TASK TO CARRY OUT =
Please state how many lines of the records below contain the word "mask". Give only the number.

[Collected data]

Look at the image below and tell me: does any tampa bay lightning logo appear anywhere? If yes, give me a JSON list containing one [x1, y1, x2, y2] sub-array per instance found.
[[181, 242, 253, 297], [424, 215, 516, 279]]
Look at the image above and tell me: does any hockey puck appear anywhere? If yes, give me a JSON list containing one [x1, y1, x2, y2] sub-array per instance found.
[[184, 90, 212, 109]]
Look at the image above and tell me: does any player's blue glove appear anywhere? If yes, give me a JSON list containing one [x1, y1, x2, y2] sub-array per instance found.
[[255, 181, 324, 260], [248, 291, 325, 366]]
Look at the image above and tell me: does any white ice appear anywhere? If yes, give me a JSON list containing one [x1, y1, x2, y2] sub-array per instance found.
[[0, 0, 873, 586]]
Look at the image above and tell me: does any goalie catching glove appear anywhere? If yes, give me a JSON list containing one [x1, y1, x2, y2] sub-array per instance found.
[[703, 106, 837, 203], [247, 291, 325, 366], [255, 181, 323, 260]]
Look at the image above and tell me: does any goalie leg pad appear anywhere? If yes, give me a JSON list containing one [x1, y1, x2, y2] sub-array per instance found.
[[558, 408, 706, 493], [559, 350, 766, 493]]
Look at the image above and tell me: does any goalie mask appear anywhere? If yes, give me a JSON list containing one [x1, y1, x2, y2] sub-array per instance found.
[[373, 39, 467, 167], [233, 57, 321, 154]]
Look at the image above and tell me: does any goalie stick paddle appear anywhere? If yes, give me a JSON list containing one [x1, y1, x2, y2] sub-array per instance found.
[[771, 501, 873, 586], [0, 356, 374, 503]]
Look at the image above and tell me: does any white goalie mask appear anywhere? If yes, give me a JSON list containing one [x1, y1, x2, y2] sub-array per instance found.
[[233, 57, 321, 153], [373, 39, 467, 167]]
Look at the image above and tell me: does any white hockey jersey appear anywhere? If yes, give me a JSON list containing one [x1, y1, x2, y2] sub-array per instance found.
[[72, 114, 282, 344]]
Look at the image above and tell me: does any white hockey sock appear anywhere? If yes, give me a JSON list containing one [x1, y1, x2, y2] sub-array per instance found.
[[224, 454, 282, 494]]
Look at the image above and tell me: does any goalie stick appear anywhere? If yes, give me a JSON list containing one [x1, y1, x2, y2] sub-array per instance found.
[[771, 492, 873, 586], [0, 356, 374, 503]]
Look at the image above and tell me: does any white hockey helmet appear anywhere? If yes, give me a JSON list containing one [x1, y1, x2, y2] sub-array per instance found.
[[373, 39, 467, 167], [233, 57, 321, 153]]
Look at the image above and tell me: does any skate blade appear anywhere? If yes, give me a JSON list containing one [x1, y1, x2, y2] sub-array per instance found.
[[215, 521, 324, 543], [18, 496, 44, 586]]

TASK ANSWER =
2